[Collected data entries]
■ ■ ■ ■ ■ ■ ■
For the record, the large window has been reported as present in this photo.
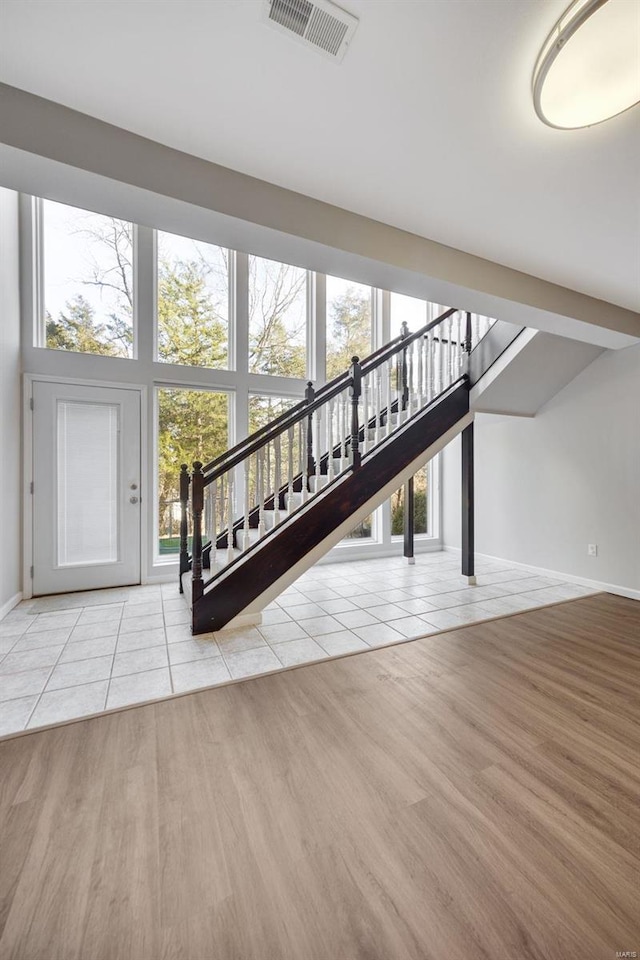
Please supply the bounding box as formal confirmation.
[42,199,134,358]
[157,388,230,556]
[157,231,229,369]
[326,276,372,380]
[31,197,441,570]
[248,256,307,378]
■ ■ ■ ■ ■ ■ ■
What you should do:
Would you retype all the lines shown above, exactly as written and without any picture?

Solution for this problem:
For the record, the large window has been reported as present in this photo.
Please supply the bounding box as formal confirmation.
[42,199,134,358]
[157,388,230,556]
[157,231,229,369]
[326,276,372,380]
[31,197,441,570]
[248,256,307,378]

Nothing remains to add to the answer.